WHAT TO DO
Reproduce, line for line and without any change, the part of the data that opens with the line containing "phrase -- window" and runs through the end of the data, including both of those ends.

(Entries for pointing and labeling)
:::::

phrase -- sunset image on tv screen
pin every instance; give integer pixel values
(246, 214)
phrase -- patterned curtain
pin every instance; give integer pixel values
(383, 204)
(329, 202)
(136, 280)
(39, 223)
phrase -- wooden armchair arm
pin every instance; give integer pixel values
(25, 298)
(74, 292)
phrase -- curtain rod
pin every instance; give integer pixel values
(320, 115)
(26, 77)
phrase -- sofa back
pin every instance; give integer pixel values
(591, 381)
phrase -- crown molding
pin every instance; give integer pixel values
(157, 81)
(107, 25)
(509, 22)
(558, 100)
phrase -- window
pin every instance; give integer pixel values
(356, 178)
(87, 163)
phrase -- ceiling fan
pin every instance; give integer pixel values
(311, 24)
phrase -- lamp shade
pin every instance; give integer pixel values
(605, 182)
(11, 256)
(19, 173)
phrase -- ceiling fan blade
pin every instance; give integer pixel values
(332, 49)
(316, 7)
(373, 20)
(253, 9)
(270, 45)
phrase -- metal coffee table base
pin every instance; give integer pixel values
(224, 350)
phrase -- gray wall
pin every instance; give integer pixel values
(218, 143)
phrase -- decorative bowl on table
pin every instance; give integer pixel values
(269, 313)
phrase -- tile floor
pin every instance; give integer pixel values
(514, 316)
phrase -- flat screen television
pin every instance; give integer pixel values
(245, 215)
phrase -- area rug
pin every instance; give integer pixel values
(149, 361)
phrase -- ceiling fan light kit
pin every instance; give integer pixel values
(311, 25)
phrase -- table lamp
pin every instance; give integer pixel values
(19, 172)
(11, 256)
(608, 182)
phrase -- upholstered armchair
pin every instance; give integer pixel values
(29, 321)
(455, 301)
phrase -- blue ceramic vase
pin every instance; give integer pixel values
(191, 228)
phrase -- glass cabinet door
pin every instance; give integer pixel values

:::::

COMPLETED TASK
phrase -- window
pin every instance; give integer pixel values
(356, 178)
(87, 163)
phrase -- ceiling fan
pin every instance; give integer pixel values
(311, 24)
phrase -- lamp shade
pin every instance; give integer pixel values
(605, 182)
(11, 256)
(19, 173)
phrase -- ceiling fan blade
pin every instance; give integer pixel values
(332, 49)
(316, 7)
(373, 20)
(253, 9)
(270, 45)
phrase -- metal coffee table base
pin every instance; give integer pixel values
(224, 350)
phrase -- gray wall
pin every instance; give integer pixel values
(218, 143)
phrase -- decorative bowl on table
pin every instance; give integer pixel values
(269, 313)
phrase -- tile floor
pin every instance; give integer pixel values
(514, 316)
phrase -- flat screen television
pin every instance; give integer pixel values
(245, 215)
phrase -- area rug
pin every instance; give integer pixel values
(149, 361)
phrase -- ceiling fan light kit
pin every instance; give integer pixel values
(311, 25)
phrase -- table lamp
pin every instance; give integer pixel values
(19, 172)
(11, 256)
(608, 182)
phrase -- upholstered armchair
pin every instance; give integer pixel values
(29, 321)
(455, 301)
phrase -- blue ceramic vase
pin every instance; give integer pixel values
(191, 228)
phrase -- glass cabinet door
pin every instance; give integer pixel values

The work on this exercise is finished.